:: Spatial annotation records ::
[BEGIN]

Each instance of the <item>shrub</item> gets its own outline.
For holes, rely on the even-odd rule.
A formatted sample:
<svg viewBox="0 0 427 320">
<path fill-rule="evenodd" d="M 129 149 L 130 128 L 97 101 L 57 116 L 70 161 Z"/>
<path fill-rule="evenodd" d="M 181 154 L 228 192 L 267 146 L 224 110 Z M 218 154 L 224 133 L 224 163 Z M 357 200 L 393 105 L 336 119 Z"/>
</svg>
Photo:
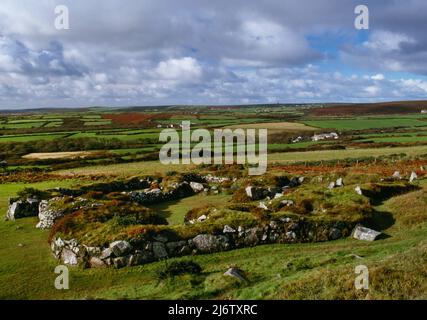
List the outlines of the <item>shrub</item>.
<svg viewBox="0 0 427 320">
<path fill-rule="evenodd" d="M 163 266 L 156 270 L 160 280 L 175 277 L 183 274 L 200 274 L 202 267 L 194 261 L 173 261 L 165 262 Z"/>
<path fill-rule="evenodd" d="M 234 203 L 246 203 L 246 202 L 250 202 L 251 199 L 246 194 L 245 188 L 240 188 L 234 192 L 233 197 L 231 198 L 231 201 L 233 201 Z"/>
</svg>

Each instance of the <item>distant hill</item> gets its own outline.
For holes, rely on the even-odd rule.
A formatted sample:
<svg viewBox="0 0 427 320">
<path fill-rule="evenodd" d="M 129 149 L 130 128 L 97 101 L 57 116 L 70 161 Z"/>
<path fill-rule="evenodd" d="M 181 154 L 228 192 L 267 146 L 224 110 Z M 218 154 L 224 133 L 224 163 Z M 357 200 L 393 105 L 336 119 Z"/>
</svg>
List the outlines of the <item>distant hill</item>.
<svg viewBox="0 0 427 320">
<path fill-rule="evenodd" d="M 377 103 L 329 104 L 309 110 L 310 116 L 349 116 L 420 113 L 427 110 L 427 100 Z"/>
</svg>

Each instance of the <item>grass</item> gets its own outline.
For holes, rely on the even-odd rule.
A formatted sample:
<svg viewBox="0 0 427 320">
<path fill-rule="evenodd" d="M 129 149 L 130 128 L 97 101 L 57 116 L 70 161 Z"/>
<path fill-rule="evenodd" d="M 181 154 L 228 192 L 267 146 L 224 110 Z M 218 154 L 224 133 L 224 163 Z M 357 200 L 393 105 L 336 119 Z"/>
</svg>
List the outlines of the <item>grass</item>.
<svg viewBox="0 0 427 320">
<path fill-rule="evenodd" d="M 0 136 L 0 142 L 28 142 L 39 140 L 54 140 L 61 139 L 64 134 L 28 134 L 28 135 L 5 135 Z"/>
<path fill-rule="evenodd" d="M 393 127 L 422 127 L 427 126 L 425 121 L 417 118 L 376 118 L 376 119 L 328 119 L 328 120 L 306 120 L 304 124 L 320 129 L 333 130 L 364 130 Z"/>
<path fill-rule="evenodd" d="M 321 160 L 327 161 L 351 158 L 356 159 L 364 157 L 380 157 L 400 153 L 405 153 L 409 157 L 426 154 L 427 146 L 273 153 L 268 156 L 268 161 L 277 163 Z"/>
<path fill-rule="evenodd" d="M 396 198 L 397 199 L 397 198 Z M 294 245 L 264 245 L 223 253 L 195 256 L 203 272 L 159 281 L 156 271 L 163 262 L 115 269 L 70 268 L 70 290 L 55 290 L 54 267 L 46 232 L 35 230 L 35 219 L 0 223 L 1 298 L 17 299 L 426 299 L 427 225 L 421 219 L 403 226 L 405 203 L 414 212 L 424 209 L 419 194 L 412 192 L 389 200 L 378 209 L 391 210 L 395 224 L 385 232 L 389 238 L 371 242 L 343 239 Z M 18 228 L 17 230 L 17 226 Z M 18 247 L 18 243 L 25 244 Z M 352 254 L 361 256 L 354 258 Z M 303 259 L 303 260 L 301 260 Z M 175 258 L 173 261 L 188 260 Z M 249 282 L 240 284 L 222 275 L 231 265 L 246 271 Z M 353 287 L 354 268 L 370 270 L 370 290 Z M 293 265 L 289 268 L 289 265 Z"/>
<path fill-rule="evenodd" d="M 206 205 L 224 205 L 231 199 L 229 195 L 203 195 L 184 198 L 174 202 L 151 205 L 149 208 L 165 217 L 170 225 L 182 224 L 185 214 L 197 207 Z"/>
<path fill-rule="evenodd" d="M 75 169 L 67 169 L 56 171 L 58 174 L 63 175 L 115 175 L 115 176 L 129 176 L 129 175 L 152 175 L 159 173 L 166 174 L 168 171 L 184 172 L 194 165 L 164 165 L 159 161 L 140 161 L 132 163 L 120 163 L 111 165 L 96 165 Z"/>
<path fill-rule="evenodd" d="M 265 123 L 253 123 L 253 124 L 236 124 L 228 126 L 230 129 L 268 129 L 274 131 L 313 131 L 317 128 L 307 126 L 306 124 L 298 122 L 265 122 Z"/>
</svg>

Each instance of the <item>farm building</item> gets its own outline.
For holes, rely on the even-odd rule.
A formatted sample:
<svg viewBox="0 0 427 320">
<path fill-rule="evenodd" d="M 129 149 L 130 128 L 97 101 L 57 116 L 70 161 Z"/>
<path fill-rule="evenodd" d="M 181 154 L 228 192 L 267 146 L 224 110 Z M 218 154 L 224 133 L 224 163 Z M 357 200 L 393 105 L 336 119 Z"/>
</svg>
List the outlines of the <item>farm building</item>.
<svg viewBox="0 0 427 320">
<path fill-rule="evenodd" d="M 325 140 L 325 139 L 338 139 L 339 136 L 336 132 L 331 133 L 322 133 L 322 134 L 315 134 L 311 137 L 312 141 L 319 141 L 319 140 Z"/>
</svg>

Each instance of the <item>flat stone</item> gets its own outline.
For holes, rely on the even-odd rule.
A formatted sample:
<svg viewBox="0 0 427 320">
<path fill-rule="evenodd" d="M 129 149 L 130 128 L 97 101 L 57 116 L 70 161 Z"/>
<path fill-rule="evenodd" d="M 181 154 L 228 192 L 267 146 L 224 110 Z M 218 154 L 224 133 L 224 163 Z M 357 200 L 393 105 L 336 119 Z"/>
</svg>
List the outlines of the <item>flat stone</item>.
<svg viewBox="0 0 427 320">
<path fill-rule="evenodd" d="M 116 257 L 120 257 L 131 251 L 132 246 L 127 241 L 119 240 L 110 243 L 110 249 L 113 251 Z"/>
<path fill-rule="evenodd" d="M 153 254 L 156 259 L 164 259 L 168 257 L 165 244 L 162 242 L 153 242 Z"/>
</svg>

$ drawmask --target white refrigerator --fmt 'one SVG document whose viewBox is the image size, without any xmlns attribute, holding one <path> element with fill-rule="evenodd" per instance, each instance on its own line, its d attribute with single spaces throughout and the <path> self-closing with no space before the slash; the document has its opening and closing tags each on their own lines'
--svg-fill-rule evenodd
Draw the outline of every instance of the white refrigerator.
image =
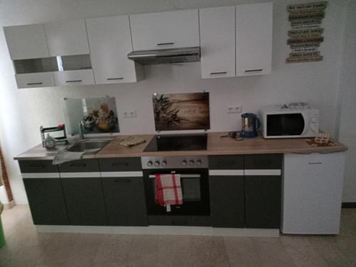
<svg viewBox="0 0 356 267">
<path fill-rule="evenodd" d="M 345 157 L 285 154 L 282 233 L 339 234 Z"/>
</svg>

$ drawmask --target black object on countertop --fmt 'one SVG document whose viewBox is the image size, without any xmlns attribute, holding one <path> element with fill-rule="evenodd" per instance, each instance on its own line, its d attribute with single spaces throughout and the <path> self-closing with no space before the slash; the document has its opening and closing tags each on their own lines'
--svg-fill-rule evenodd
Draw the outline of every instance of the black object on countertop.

[END]
[BEGIN]

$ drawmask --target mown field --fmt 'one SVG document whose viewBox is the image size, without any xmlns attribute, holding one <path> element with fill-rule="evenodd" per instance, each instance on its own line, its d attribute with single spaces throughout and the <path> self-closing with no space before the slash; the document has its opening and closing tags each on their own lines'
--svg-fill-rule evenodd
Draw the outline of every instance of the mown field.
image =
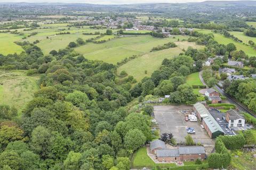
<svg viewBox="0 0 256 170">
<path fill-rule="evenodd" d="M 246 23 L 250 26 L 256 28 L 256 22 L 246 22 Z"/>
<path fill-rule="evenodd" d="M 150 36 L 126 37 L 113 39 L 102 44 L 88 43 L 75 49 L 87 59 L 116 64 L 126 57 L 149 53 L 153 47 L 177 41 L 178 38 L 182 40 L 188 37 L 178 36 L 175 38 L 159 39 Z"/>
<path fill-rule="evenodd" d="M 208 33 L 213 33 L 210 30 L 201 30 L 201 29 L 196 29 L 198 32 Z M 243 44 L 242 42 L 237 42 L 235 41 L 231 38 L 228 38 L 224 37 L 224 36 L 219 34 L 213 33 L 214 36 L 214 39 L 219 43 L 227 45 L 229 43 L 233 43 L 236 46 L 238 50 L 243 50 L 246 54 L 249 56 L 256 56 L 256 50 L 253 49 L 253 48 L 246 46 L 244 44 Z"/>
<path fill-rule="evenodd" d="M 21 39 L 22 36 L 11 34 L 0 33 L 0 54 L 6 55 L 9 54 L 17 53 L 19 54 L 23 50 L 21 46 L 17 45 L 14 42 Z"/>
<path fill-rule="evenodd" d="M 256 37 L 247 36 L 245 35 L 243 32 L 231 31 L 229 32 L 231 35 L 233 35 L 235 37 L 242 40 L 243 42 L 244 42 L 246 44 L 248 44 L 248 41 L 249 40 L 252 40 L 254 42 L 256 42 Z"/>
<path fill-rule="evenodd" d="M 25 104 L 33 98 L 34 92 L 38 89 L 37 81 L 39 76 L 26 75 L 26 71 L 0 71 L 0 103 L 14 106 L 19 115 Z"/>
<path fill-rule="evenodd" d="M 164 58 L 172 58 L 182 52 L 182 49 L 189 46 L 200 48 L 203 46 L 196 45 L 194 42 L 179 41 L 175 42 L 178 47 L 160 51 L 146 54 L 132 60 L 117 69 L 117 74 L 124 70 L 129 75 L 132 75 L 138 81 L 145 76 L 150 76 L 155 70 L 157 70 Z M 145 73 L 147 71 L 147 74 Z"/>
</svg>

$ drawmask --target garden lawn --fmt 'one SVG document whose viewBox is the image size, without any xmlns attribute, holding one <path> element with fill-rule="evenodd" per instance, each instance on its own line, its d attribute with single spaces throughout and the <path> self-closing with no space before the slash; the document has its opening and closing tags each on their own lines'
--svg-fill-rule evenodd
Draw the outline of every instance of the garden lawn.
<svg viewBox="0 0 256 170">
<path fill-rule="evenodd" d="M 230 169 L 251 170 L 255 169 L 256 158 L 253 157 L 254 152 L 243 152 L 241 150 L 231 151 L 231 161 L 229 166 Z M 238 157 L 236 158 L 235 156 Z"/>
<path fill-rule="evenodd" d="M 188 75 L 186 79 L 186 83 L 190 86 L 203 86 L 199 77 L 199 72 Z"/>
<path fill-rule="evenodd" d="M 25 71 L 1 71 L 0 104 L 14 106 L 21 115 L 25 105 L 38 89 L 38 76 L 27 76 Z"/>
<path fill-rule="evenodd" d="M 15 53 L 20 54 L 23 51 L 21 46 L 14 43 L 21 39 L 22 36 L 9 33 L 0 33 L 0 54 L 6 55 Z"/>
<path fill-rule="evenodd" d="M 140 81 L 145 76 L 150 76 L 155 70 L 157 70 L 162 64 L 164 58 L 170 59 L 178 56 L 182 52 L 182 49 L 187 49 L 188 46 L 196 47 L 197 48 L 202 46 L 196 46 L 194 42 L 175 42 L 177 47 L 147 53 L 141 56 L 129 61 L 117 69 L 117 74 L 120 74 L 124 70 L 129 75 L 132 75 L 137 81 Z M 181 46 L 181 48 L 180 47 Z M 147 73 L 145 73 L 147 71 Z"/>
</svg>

[END]

Can you print, character for character, the lines of the records that begin at the line containing "drawmask --target garden" and stop after the line containing "104 L 14 106", including both of those lines?

:: Solution for this exercise ::
$ drawmask --target garden lawn --fmt 'one SVG document whose viewBox is the image size, without any xmlns attribute, holding one <path> element with fill-rule="evenodd" per instance, each instance on its own line, its d attribute with single spaces throughout and the <path> self-closing with no space before the slash; the document has its opening and closing tags each on their own lines'
--svg-fill-rule evenodd
Draw the outline of every instance of the garden lawn.
<svg viewBox="0 0 256 170">
<path fill-rule="evenodd" d="M 230 169 L 251 170 L 255 169 L 256 158 L 253 157 L 254 152 L 243 152 L 241 150 L 231 151 L 231 161 L 229 166 Z M 238 157 L 236 158 L 235 156 Z"/>
<path fill-rule="evenodd" d="M 188 75 L 186 79 L 186 83 L 190 86 L 203 86 L 199 77 L 199 72 Z"/>
<path fill-rule="evenodd" d="M 25 71 L 1 71 L 0 104 L 14 106 L 21 115 L 25 105 L 38 89 L 38 76 L 27 76 Z"/>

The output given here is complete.